- **PROVIDED PASSAGE**:
>> Begin
Bank gives raw data to EC; poll panel races to place the details on its website today

New Delhi: Complying with the Supreme Court’s order, the State Bank of India on Tuesday submitted the data pertaining to electoral bonds to the Election Commission (EC). The data is voluminous and is learnt to be in raw format. Sources in the EC said the poll body is working on a war footing to meet the March 15 deadline to upload the entire data pertaining to who donated how much to which party through electoral bonds on its website.

“In compliance with the Supreme Court's directions to the SBI, contained in its orders dated February 15 and March 11, data on electoral bonds has been supplied by the SBI to the election commission,” the EC spokesperson said.

Sources in the EC said their team is on the job to meet the Supreme Court deadline and the pre-2019 data is in the process of being uploaded in a phased manner. Possibly this data, along with the new data, will be published simultaneously by the evening of March 15.
>> End
- **WRITTEN INSTRUCTION**: Transcribe the stretch of the electoral bonds article from "Sources in the EC said their" through "of March 15.".

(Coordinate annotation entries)
>> Begin
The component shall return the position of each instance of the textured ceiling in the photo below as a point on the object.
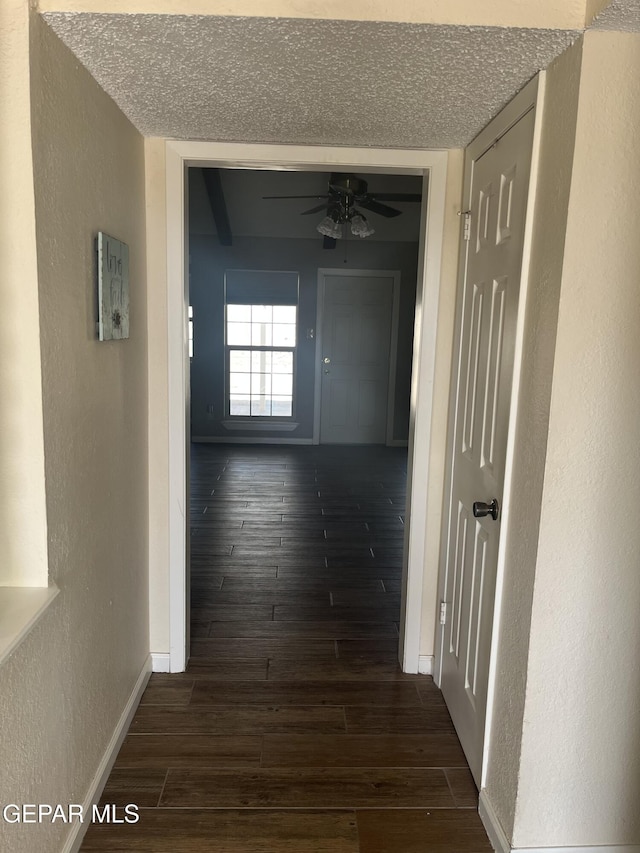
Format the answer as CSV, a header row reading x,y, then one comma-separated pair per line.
x,y
623,15
252,215
307,81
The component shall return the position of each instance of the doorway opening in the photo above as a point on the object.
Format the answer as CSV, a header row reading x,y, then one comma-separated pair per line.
x,y
429,164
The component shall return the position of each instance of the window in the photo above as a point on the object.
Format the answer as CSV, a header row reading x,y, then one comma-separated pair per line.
x,y
261,342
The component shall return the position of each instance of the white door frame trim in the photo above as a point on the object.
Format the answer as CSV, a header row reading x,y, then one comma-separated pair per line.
x,y
323,272
431,164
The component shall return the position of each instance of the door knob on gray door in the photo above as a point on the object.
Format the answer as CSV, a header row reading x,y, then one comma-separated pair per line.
x,y
481,509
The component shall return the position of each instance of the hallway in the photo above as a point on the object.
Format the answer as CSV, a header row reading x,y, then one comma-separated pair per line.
x,y
293,728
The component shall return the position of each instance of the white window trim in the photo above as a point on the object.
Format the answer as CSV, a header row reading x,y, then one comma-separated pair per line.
x,y
21,608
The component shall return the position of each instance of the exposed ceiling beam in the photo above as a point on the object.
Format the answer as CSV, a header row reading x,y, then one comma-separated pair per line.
x,y
213,185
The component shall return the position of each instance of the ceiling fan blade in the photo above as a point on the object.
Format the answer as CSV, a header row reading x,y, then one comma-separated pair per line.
x,y
317,209
375,207
317,195
397,196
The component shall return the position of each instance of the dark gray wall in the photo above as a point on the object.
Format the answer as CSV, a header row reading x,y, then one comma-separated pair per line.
x,y
208,262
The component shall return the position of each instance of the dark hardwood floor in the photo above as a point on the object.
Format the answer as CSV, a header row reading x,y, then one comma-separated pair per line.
x,y
293,729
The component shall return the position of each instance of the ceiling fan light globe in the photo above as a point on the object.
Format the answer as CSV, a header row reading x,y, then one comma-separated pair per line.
x,y
360,227
330,228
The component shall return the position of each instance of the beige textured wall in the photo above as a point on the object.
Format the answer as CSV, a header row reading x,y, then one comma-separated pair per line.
x,y
547,252
158,396
65,687
440,414
580,763
23,544
553,14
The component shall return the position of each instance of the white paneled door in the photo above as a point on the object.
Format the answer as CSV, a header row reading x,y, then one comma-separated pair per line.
x,y
356,347
485,335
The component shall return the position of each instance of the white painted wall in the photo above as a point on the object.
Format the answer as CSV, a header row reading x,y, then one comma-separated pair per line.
x,y
23,544
552,14
547,251
209,261
440,413
65,687
580,763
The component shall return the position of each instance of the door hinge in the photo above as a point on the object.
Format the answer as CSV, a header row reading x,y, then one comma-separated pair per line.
x,y
466,234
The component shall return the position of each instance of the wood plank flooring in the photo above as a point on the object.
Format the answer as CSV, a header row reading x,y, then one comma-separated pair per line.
x,y
293,729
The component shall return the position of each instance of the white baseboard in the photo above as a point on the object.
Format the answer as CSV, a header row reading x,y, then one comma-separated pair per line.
x,y
492,825
160,662
500,844
235,439
425,664
74,840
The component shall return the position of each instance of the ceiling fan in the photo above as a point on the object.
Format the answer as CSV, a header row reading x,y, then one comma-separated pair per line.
x,y
343,194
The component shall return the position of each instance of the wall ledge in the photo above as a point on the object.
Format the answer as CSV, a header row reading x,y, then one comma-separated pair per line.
x,y
21,608
260,426
78,830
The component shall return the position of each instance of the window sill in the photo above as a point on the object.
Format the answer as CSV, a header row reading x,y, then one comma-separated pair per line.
x,y
20,609
262,426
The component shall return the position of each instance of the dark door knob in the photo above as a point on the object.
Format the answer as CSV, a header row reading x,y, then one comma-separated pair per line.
x,y
481,509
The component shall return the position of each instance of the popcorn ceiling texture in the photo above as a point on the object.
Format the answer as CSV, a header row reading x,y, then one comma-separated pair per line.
x,y
307,81
621,15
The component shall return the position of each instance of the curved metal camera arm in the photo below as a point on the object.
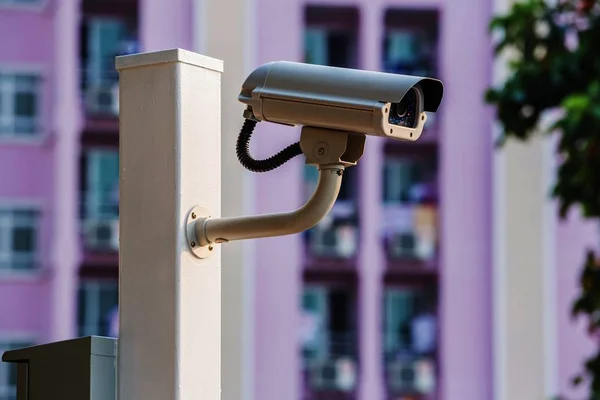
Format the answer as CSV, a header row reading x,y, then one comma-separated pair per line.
x,y
331,151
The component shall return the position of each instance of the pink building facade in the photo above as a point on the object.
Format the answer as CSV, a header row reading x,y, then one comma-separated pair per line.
x,y
400,294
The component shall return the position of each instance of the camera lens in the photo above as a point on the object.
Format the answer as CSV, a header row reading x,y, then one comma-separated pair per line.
x,y
405,112
402,109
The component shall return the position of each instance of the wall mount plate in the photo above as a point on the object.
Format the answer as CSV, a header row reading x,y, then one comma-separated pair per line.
x,y
197,215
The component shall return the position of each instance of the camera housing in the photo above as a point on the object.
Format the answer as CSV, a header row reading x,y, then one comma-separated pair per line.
x,y
368,102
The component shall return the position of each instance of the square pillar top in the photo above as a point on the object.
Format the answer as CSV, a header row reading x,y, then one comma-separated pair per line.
x,y
168,56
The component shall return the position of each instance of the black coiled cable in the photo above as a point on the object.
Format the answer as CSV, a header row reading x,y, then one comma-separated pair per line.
x,y
242,149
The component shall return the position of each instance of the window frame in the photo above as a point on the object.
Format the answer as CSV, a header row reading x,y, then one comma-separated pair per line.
x,y
335,19
8,92
90,325
8,224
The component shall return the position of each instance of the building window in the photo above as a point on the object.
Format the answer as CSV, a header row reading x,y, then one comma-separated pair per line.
x,y
329,338
330,36
18,239
19,104
104,39
410,42
100,199
8,371
410,207
410,46
410,341
97,308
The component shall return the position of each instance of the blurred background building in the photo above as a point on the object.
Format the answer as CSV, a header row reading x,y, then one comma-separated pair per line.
x,y
441,273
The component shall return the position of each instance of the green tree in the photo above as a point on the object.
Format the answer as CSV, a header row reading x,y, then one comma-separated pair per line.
x,y
553,53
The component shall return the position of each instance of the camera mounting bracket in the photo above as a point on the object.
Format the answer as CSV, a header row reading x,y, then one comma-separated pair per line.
x,y
331,151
>> End
- **RESPONSE FOR THIS EXERCISE**:
Sources in the EC said their team is on the job to meet the Supreme Court deadline and the pre-2019 data is in the process of being uploaded in a phased manner. Possibly this data, along with the new data, will be published simultaneously by the evening of March 15.